+++ PAGE

Skip to content

Honor CLOCK_BOOTTIME and TFD_NONBLOCK in timerfd#87

Open
jserv wants to merge 4 commits into
mainfrom
timerfd
Open

Honor CLOCK_BOOTTIME and TFD_NONBLOCK in timerfd#87
jserv wants to merge 4 commits into
mainfrom
timerfd

Conversation

@jserv
Copy link
Copy Markdown
Contributor

@jserv jserv commented Jun 6, 2026

sys_timerfd_create is known to be incomplete:

  • The clockid allow-list only accepted CLOCK_{REALTIME,MONOTONIC}, so CLOCK_BOOTTIME (7) returned -EINVAL. Linux has no suspend-aware equivalent on macOS; treating BOOTTIME as MONOTONIC matches the existing translate_clockid mapping in src/syscall/time.c.
  • TFD_NONBLOCK was applied via fd_set_nonblock(kq), which issues fcntl(F_SETFL, O_NONBLOCK) on the kqueue host fd. macOS rejects that with ENOTTY (errno 25), so every timerfd_create(..., TFD_NONBLOCK) call failed regardless of clockid. The "Inappropriate ioctl for device" string in foot's log is glibc strerror for ENOTTY leaking through.

++++++

● **DESCRIPTION OF THE TASK**: Can you reproduce everything in the timerfd pull request page from "sys_timerfd_create is known" down to "ENOTTY leaking through."?

+++ RECORD EXCERPTS

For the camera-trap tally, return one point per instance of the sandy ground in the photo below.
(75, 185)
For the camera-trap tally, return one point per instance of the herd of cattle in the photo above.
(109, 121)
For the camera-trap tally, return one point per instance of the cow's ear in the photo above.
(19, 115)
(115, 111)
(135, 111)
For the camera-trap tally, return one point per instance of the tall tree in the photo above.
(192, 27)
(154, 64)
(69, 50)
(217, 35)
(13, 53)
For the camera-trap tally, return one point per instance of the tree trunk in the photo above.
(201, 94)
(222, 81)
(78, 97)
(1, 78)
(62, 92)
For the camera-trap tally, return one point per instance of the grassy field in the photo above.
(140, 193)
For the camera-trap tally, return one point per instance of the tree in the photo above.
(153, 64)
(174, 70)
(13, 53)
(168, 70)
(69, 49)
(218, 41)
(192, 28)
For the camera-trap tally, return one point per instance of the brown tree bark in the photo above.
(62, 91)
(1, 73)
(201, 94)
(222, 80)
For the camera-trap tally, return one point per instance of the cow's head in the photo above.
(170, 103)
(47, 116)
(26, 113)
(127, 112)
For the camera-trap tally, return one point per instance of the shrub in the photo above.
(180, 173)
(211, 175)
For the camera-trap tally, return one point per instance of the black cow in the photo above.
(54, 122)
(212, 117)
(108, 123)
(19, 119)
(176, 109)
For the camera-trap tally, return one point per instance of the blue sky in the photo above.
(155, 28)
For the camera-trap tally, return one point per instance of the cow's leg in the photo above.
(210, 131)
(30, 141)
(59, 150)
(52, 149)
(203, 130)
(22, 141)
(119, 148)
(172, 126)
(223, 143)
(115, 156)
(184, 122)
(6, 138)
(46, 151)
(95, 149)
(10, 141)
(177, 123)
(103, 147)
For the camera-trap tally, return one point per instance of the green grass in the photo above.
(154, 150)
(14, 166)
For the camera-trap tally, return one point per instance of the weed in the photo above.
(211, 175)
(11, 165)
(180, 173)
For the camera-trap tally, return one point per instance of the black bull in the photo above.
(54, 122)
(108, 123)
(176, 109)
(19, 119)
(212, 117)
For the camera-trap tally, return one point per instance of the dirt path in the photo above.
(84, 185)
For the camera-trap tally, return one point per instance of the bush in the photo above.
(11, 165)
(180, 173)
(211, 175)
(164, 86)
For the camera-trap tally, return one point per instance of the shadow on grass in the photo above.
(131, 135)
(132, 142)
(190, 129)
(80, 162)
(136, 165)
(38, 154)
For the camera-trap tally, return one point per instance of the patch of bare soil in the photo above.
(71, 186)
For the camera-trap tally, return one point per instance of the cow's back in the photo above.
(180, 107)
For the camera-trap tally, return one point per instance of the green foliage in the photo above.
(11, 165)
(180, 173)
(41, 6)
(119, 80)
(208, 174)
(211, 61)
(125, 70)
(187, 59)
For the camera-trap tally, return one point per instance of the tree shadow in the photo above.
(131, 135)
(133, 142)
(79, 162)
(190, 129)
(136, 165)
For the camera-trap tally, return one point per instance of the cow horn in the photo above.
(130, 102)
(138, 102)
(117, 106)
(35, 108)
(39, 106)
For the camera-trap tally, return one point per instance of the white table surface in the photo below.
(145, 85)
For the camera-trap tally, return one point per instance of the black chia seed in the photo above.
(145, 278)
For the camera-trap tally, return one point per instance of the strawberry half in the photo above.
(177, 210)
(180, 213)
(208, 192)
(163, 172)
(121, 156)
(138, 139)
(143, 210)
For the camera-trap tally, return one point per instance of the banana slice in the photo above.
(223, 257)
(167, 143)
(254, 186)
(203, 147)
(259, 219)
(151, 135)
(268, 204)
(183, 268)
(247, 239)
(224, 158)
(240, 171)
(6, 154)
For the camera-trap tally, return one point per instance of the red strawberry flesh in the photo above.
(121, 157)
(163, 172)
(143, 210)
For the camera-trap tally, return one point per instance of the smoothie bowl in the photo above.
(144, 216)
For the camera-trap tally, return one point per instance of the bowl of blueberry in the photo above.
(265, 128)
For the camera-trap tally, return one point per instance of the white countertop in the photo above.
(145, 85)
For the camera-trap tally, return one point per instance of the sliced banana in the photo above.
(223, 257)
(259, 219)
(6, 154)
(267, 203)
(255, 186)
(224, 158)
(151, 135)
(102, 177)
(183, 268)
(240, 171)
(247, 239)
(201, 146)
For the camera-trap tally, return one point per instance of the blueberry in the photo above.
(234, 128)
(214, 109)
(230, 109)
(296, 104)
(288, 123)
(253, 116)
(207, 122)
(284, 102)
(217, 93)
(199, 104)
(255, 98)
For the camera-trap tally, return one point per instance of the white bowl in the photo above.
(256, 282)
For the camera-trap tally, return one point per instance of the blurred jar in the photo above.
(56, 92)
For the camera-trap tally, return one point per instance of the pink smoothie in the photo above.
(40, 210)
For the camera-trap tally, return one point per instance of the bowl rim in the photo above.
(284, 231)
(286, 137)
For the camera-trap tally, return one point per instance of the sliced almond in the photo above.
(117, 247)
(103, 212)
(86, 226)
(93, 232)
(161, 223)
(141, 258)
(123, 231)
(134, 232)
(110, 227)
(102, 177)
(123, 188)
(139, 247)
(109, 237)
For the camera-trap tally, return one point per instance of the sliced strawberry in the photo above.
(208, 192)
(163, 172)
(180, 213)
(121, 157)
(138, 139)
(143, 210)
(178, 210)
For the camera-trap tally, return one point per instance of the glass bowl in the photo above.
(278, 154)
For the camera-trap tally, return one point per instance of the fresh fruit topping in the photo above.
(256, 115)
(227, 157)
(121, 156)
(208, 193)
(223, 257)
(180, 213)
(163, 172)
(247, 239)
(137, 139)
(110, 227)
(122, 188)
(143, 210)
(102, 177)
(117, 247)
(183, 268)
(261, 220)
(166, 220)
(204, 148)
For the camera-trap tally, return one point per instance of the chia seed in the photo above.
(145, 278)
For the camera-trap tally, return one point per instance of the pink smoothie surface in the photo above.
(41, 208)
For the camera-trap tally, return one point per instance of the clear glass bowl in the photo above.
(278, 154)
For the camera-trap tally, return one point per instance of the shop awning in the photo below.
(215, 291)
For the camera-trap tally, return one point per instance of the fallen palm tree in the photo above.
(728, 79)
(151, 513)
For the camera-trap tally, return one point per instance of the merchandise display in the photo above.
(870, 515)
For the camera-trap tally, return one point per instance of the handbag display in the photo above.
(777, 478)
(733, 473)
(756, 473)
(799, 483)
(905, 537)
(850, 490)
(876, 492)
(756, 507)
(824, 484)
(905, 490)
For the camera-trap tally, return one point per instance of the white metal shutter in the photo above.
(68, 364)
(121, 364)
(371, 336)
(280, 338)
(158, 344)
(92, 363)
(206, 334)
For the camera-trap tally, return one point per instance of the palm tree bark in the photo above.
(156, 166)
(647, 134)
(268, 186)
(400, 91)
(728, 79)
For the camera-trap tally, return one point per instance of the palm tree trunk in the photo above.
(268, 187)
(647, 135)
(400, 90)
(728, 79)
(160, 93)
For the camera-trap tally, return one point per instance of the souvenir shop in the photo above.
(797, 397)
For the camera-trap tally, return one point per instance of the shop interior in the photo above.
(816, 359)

++++++

● **EXERCISE RESPONSE**:
sys_timerfd_create is known to be incomplete:

  • The clockid allow-list only accepted CLOCK_{REALTIME,MONOTONIC}, so CLOCK_BOOTTIME (7) returned -EINVAL. Linux has no suspend-aware equivalent on macOS; treating BOOTTIME as MONOTONIC matches the existing translate_clockid mapping in src/syscall/time.c.
  • TFD_NONBLOCK was applied via fd_set_nonblock(kq), which issues fcntl(F_SETFL, O_NONBLOCK) on the kqueue host fd. macOS rejects that with ENOTTY (errno 25), so every timerfd_create(..., TFD_NONBLOCK) call failed regardless of clockid. The "Inappropriate ioctl for device" string in foot's log is glibc strerror for ENOTTY leaking through.